The key is the soil and how they have adapted to the conditions/environment to maximize it's potential. They are using limited equipment and limited chemicals but they are doing something very right. I'd sure like to figure it out 'cause I have to start buying chemicals and fertilizer in the next few weeks and I'm really not happy about the prices.


----------



## cwright (Oct 19, 2011)

Mike120 said:


> That's great for me because I really like lamb.....most people in the US don't know how to cook it properly.


Coat with a little flour and brown in some olive oil. Slow cook with some carrots and taters in a couple of bottles of Becks.
Makes some good beer gravy.

CW


----------



## askinner (Nov 15, 2010)

I received this in an email a couple of years back, not quite related, but mind blowing all the same...


----------



## mlappin (Jun 25, 2009)

I also imagine they grow and consume a lot more legumes than cereal grains or corn. Not sure if theirs a replicable here explanation for it. Might they fallow it for several years? Plant cover crops and may even turn any livestock loose on it?


----------



## Mike120 (May 4, 2009)

askinner said:


> I received this in an email a couple of years back, not quite related, but mind blowing all the same...

§ **STORED ROWS**

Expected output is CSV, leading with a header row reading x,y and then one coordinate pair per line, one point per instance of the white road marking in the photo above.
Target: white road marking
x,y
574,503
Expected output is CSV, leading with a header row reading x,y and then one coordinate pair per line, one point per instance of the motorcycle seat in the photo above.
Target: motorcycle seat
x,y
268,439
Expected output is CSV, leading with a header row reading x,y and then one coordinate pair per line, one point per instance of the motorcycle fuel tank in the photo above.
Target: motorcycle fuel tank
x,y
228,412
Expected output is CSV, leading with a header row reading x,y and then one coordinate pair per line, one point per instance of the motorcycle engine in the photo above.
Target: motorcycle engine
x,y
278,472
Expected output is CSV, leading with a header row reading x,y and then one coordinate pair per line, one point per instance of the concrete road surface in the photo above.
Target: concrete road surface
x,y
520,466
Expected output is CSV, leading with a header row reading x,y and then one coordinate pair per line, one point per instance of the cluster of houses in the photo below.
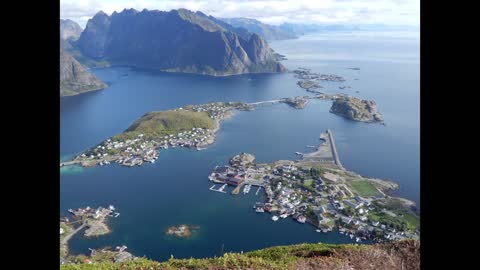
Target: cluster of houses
x,y
325,203
136,151
89,212
219,110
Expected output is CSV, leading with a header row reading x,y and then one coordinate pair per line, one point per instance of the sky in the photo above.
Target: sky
x,y
388,12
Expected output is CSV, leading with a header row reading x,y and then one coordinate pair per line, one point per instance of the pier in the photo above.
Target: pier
x,y
68,163
221,189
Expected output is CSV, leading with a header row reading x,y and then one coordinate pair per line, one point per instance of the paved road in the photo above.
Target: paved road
x,y
72,233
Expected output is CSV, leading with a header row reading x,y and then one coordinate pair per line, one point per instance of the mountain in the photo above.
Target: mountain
x,y
69,30
74,78
175,41
268,32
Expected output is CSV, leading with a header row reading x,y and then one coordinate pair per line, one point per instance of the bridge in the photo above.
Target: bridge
x,y
68,163
326,153
263,102
334,150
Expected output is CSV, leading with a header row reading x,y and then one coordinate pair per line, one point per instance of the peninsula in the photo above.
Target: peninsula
x,y
356,109
317,189
192,126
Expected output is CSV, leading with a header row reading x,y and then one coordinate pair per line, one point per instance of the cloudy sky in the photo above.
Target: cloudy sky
x,y
389,12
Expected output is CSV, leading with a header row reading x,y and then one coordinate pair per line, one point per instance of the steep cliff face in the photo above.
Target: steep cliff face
x,y
356,109
179,41
74,78
69,29
266,31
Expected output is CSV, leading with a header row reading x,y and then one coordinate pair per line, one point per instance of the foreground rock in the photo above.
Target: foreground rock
x,y
392,255
356,109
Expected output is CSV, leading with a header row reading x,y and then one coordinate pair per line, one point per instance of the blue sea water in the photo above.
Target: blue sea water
x,y
174,190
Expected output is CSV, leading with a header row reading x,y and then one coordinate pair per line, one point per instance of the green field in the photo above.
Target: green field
x,y
279,257
158,124
363,188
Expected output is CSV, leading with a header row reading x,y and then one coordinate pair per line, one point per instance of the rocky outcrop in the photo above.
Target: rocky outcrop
x,y
297,102
356,109
74,78
266,31
176,41
69,30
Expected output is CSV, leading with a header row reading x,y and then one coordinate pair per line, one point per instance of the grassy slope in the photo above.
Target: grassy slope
x,y
157,124
302,256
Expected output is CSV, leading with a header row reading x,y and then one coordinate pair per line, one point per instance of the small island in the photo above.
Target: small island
x,y
92,219
356,109
308,84
182,231
103,255
296,102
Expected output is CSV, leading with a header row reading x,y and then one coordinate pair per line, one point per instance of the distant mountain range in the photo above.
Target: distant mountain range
x,y
74,78
268,32
69,29
177,41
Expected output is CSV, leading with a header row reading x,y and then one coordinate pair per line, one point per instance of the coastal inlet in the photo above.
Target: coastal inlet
x,y
317,190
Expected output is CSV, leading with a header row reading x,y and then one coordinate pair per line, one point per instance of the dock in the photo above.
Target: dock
x,y
221,189
68,163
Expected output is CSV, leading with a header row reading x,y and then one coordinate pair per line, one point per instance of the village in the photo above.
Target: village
x,y
130,151
315,196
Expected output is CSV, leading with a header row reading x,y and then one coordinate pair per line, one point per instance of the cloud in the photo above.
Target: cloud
x,y
390,12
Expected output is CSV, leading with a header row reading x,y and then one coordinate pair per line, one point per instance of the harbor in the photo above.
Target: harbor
x,y
221,189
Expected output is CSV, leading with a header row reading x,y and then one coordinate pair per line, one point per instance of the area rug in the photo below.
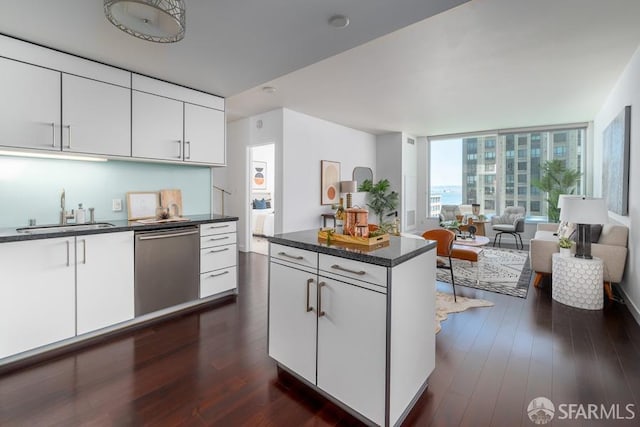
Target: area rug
x,y
504,271
445,305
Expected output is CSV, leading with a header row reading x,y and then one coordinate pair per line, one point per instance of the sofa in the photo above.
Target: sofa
x,y
610,246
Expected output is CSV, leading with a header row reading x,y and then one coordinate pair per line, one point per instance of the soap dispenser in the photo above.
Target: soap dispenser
x,y
80,215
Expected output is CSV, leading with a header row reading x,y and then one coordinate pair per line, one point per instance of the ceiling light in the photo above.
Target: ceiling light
x,y
339,21
161,21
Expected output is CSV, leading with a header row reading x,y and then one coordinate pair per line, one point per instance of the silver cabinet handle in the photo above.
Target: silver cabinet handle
x,y
219,274
290,256
309,282
359,273
320,311
167,235
218,250
69,140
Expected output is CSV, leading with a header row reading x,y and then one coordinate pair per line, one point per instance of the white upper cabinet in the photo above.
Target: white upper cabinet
x,y
157,130
30,106
96,117
204,135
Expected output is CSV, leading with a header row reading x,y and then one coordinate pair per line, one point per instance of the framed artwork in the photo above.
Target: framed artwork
x,y
259,176
616,140
329,182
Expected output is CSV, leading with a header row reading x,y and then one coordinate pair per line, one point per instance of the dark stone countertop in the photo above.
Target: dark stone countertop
x,y
11,234
396,251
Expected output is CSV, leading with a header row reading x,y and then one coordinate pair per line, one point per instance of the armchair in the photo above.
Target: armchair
x,y
510,222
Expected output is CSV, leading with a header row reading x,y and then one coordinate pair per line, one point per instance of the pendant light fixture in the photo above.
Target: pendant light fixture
x,y
161,21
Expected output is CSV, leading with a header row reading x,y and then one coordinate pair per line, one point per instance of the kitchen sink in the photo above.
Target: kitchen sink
x,y
57,228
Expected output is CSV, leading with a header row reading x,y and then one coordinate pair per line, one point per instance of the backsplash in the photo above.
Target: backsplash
x,y
30,188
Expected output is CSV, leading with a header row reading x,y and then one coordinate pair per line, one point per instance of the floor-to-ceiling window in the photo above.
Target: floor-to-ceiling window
x,y
499,169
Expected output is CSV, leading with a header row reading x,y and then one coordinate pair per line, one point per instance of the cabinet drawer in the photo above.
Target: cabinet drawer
x,y
217,240
294,255
217,281
217,228
217,257
371,273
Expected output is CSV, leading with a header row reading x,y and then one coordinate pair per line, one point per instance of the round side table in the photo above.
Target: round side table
x,y
577,282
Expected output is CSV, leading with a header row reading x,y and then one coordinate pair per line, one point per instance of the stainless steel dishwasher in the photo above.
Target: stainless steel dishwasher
x,y
167,268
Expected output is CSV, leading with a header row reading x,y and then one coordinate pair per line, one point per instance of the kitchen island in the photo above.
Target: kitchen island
x,y
356,324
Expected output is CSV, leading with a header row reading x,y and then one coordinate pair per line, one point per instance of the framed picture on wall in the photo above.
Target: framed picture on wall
x,y
329,182
259,175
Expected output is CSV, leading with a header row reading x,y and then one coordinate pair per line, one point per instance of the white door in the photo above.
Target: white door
x,y
204,135
156,127
37,293
105,280
29,106
292,319
96,117
352,346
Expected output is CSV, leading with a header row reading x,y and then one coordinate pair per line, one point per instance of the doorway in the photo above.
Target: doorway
x,y
261,196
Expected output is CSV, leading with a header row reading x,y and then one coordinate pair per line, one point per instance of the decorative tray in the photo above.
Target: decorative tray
x,y
345,238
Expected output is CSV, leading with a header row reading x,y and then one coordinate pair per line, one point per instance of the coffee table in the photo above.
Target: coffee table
x,y
477,241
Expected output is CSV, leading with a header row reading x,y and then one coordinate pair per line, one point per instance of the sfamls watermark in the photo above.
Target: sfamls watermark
x,y
542,410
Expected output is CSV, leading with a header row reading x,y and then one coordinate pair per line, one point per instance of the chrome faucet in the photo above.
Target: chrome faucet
x,y
64,215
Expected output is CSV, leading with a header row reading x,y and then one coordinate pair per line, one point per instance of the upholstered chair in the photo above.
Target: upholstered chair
x,y
510,222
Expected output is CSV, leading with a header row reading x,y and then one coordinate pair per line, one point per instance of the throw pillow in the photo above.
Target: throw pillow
x,y
260,204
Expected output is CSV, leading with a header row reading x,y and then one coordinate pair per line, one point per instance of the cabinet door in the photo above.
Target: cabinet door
x,y
157,127
30,106
292,319
96,117
104,280
204,134
351,346
37,294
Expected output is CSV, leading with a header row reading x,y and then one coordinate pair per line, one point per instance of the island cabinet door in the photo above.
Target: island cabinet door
x,y
352,346
292,319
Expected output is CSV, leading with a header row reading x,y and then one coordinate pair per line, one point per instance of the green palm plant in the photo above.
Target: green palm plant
x,y
381,199
556,179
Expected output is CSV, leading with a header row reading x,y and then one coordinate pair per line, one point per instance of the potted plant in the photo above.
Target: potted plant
x,y
565,246
381,199
556,180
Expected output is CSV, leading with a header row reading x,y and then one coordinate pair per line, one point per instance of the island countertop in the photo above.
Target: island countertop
x,y
398,250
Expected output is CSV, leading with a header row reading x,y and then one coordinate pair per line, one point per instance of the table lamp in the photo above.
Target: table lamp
x,y
584,211
348,187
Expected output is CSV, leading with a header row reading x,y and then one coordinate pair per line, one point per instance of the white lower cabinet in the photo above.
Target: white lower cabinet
x,y
328,331
352,345
37,294
292,319
218,258
104,280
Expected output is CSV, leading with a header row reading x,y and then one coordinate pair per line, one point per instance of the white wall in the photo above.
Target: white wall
x,y
307,141
625,92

§ **PROBLEMS TO SOLVE**
a) Decide whether each statement agrees with the farming forum thread, answering yes or no and quoting the words of the thread that settle it: (i) The first post says the farmers use limited equipment and limited chemicals. (ii) cwright recommends slow cooking the lamb in wine. (iii) mlappin imagines the farmers grow and consume more cereal grains than legumes.
b) Write the next part of the farming forum thread, picking up after the last line shown.
The items are separate material and have no connection to the farming forum thread.

§ **ANSWERS PER TASK**
a)
(i) Yes: "They are using limited equipment and limited chemicals"
(ii) No: "Slow cook with some carrots and taters in a couple of bottles of Becks."
(iii) No: "I also imagine they grow and consume a lot more legumes than cereal grains or corn."

b)
I saw some of the big farms in Saudi the last time I lived in the Middle East but nothing even remotely that big. When we lived there in the '70 they were talking about changing the climate by planting trees. My son didn't know what rain was until we moved back home. Now there is a forest between Dubai and Abu Dhabi with irrigation to the trees. We used to get rain every few weeks when we were back in the early 2000's. I don't know if they were successful or not.


----------



## Mike120 (May 4, 2009)

mlappin said:


> I also imagine they grow and consume a lot more legumes than cereal grains or corn. Not sure if theirs a replicable here explanation for it. Might they fallow it for several years? Plant cover crops and may even turn any livestock loose on it?


I did see goat herds grazing some of the cut fields. That would be a logical way to get rid of the weeds with little compaction from the animals. Of course every herd had a couple of herders....something you couldn't get many people to do here.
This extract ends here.